┌──

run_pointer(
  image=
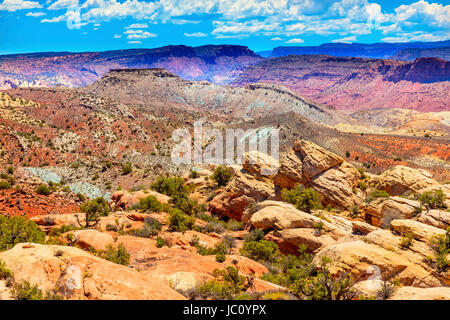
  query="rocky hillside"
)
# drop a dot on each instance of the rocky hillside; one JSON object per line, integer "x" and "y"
{"x": 151, "y": 86}
{"x": 362, "y": 50}
{"x": 218, "y": 64}
{"x": 354, "y": 84}
{"x": 412, "y": 54}
{"x": 372, "y": 236}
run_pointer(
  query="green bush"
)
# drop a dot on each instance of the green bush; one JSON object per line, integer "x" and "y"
{"x": 228, "y": 284}
{"x": 160, "y": 242}
{"x": 441, "y": 247}
{"x": 222, "y": 175}
{"x": 4, "y": 185}
{"x": 94, "y": 209}
{"x": 170, "y": 186}
{"x": 18, "y": 229}
{"x": 117, "y": 255}
{"x": 43, "y": 189}
{"x": 254, "y": 235}
{"x": 433, "y": 199}
{"x": 304, "y": 199}
{"x": 127, "y": 168}
{"x": 261, "y": 250}
{"x": 193, "y": 174}
{"x": 150, "y": 204}
{"x": 406, "y": 240}
{"x": 308, "y": 281}
{"x": 25, "y": 291}
{"x": 376, "y": 194}
{"x": 179, "y": 221}
{"x": 151, "y": 228}
{"x": 5, "y": 273}
{"x": 220, "y": 257}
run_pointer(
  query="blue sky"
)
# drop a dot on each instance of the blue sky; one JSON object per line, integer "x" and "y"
{"x": 96, "y": 25}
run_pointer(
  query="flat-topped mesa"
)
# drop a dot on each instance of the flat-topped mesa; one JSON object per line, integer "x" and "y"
{"x": 157, "y": 72}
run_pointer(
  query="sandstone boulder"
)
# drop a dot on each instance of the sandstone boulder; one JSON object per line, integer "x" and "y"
{"x": 401, "y": 179}
{"x": 81, "y": 275}
{"x": 419, "y": 230}
{"x": 435, "y": 218}
{"x": 87, "y": 239}
{"x": 381, "y": 212}
{"x": 360, "y": 258}
{"x": 413, "y": 293}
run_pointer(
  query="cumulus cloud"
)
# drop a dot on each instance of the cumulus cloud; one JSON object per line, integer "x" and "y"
{"x": 195, "y": 35}
{"x": 137, "y": 26}
{"x": 35, "y": 14}
{"x": 273, "y": 18}
{"x": 142, "y": 35}
{"x": 63, "y": 4}
{"x": 295, "y": 40}
{"x": 14, "y": 5}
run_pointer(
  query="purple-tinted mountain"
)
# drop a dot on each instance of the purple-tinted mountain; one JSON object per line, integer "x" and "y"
{"x": 214, "y": 63}
{"x": 372, "y": 50}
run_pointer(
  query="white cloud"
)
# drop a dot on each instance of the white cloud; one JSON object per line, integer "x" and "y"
{"x": 273, "y": 18}
{"x": 196, "y": 34}
{"x": 14, "y": 5}
{"x": 63, "y": 4}
{"x": 142, "y": 35}
{"x": 55, "y": 19}
{"x": 295, "y": 40}
{"x": 35, "y": 14}
{"x": 349, "y": 39}
{"x": 137, "y": 26}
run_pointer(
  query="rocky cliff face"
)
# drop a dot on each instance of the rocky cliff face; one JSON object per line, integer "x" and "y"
{"x": 217, "y": 64}
{"x": 357, "y": 83}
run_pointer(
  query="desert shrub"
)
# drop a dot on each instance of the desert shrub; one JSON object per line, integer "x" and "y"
{"x": 227, "y": 284}
{"x": 55, "y": 232}
{"x": 261, "y": 250}
{"x": 254, "y": 235}
{"x": 220, "y": 257}
{"x": 304, "y": 199}
{"x": 222, "y": 175}
{"x": 160, "y": 242}
{"x": 194, "y": 174}
{"x": 188, "y": 206}
{"x": 117, "y": 255}
{"x": 362, "y": 174}
{"x": 308, "y": 281}
{"x": 215, "y": 227}
{"x": 406, "y": 240}
{"x": 441, "y": 246}
{"x": 170, "y": 186}
{"x": 433, "y": 199}
{"x": 18, "y": 229}
{"x": 43, "y": 189}
{"x": 94, "y": 209}
{"x": 387, "y": 289}
{"x": 179, "y": 221}
{"x": 150, "y": 228}
{"x": 150, "y": 204}
{"x": 25, "y": 291}
{"x": 4, "y": 185}
{"x": 5, "y": 273}
{"x": 376, "y": 194}
{"x": 127, "y": 168}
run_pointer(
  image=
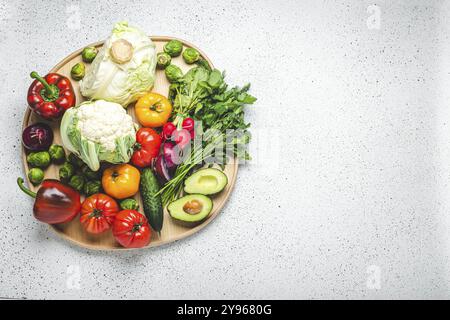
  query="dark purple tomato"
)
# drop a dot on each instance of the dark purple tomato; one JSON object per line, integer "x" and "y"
{"x": 37, "y": 137}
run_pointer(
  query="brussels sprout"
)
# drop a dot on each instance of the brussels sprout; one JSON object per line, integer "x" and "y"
{"x": 190, "y": 55}
{"x": 92, "y": 187}
{"x": 173, "y": 73}
{"x": 129, "y": 204}
{"x": 173, "y": 48}
{"x": 77, "y": 182}
{"x": 36, "y": 175}
{"x": 39, "y": 159}
{"x": 77, "y": 71}
{"x": 162, "y": 60}
{"x": 75, "y": 161}
{"x": 57, "y": 153}
{"x": 88, "y": 173}
{"x": 66, "y": 171}
{"x": 89, "y": 53}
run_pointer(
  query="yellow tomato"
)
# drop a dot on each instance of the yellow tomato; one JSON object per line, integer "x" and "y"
{"x": 153, "y": 110}
{"x": 121, "y": 181}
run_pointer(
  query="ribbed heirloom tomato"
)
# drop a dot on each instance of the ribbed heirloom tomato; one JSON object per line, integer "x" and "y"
{"x": 148, "y": 142}
{"x": 131, "y": 229}
{"x": 98, "y": 212}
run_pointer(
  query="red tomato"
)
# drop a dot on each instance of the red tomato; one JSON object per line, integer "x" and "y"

└──

■ **Problem**
Skip the images and set down the rest of the data unchanged.

■ **Exercise response**
run_pointer(
  image=
  query="rocky hillside"
)
# drop a dot on each instance of the rocky hillside; one JSON object per line, integer "x" and "y"
{"x": 151, "y": 86}
{"x": 362, "y": 50}
{"x": 218, "y": 64}
{"x": 354, "y": 84}
{"x": 412, "y": 54}
{"x": 372, "y": 236}
run_pointer(
  query="green bush"
)
# drop a dot on each instance of the green bush; one JSON object per line, integer "x" and "y"
{"x": 228, "y": 284}
{"x": 160, "y": 242}
{"x": 441, "y": 247}
{"x": 222, "y": 175}
{"x": 4, "y": 185}
{"x": 94, "y": 209}
{"x": 170, "y": 186}
{"x": 18, "y": 229}
{"x": 117, "y": 255}
{"x": 43, "y": 189}
{"x": 254, "y": 235}
{"x": 433, "y": 199}
{"x": 304, "y": 199}
{"x": 127, "y": 168}
{"x": 261, "y": 250}
{"x": 193, "y": 174}
{"x": 150, "y": 204}
{"x": 406, "y": 240}
{"x": 308, "y": 281}
{"x": 25, "y": 291}
{"x": 376, "y": 194}
{"x": 179, "y": 221}
{"x": 151, "y": 228}
{"x": 5, "y": 273}
{"x": 220, "y": 257}
run_pointer(
  query="blue sky"
)
# drop a dot on each instance of the blue sky; one JSON object per line, integer "x" and "y"
{"x": 96, "y": 25}
run_pointer(
  query="flat-topped mesa"
)
# drop a dot on each instance of the flat-topped mesa; one JSON object per line, integer "x" and "y"
{"x": 157, "y": 72}
run_pointer(
  query="sandstone boulder"
)
# drop a dot on each instance of the sandstone boulder; one JSON object per line, integer "x" and "y"
{"x": 401, "y": 179}
{"x": 81, "y": 275}
{"x": 419, "y": 230}
{"x": 435, "y": 218}
{"x": 87, "y": 239}
{"x": 381, "y": 212}
{"x": 360, "y": 258}
{"x": 413, "y": 293}
run_pointer(
  query="cumulus cloud"
)
# drop a dot on each instance of the cumulus cloud; one JSON object per line, integer "x" and "y"
{"x": 195, "y": 35}
{"x": 137, "y": 26}
{"x": 35, "y": 14}
{"x": 273, "y": 18}
{"x": 142, "y": 35}
{"x": 63, "y": 4}
{"x": 295, "y": 40}
{"x": 14, "y": 5}
run_pointer(
  query="purple-tinted mountain"
)
# drop a dot on each instance of the purple-tinted mountain; one JSON object per line, integer "x" and "y"
{"x": 214, "y": 63}
{"x": 372, "y": 50}
run_pointer(
  query="white cloud"
)
# drop a dot on each instance of the white cloud; one JSON object per line, integer "x" and "y"
{"x": 273, "y": 18}
{"x": 196, "y": 34}
{"x": 14, "y": 5}
{"x": 63, "y": 4}
{"x": 142, "y": 35}
{"x": 55, "y": 19}
{"x": 295, "y": 40}
{"x": 35, "y": 14}
{"x": 349, "y": 39}
{"x": 137, "y": 26}
run_pointer(
  query="rocky cliff face"
)
# drop a dot on each instance of the rocky cliff face; one JSON object per line, integer "x" and "y"
{"x": 217, "y": 64}
{"x": 357, "y": 83}
run_pointer(
  query="desert shrub"
)
# drop a dot on each instance of the desert shrub; one JSON object per line, integer "x" and "y"
{"x": 227, "y": 284}
{"x": 55, "y": 232}
{"x": 261, "y": 250}
{"x": 254, "y": 235}
{"x": 220, "y": 257}
{"x": 304, "y": 199}
{"x": 222, "y": 175}
{"x": 160, "y": 242}
{"x": 194, "y": 174}
{"x": 188, "y": 206}
{"x": 117, "y": 255}
{"x": 362, "y": 174}
{"x": 308, "y": 281}
{"x": 215, "y": 227}
{"x": 406, "y": 240}
{"x": 441, "y": 246}
{"x": 170, "y": 186}
{"x": 433, "y": 199}
{"x": 18, "y": 229}
{"x": 43, "y": 189}
{"x": 94, "y": 209}
{"x": 387, "y": 289}
{"x": 179, "y": 221}
{"x": 150, "y": 228}
{"x": 150, "y": 204}
{"x": 25, "y": 291}
{"x": 4, "y": 185}
{"x": 5, "y": 273}
{"x": 376, "y": 194}
{"x": 127, "y": 168}
run_pointer(
  image=
  query="dark purple tomato"
)
# drop a dot on each instance of the dark purple tomato; one JSON object per line, integer "x" and "y"
{"x": 37, "y": 137}
run_pointer(
  query="brussels sprout"
)
# drop a dot on each instance of the brussels sprout; one JSON object per line, integer "x" and "y"
{"x": 190, "y": 55}
{"x": 92, "y": 187}
{"x": 173, "y": 73}
{"x": 129, "y": 204}
{"x": 173, "y": 48}
{"x": 77, "y": 182}
{"x": 36, "y": 175}
{"x": 39, "y": 159}
{"x": 77, "y": 71}
{"x": 162, "y": 60}
{"x": 75, "y": 161}
{"x": 57, "y": 153}
{"x": 88, "y": 173}
{"x": 66, "y": 171}
{"x": 89, "y": 53}
run_pointer(
  query="yellow tomato"
)
# drop a dot on each instance of the yellow tomato; one JSON object per line, integer "x" and "y"
{"x": 153, "y": 110}
{"x": 121, "y": 181}
run_pointer(
  query="ribbed heirloom tomato"
)
# drop a dot on each instance of the ribbed heirloom tomato; one JSON object per line, integer "x" and "y"
{"x": 148, "y": 142}
{"x": 131, "y": 229}
{"x": 98, "y": 212}
run_pointer(
  query="red tomato"
)
# drop a dot on each instance of the red tomato; one JSON object per line, integer "x" and "y"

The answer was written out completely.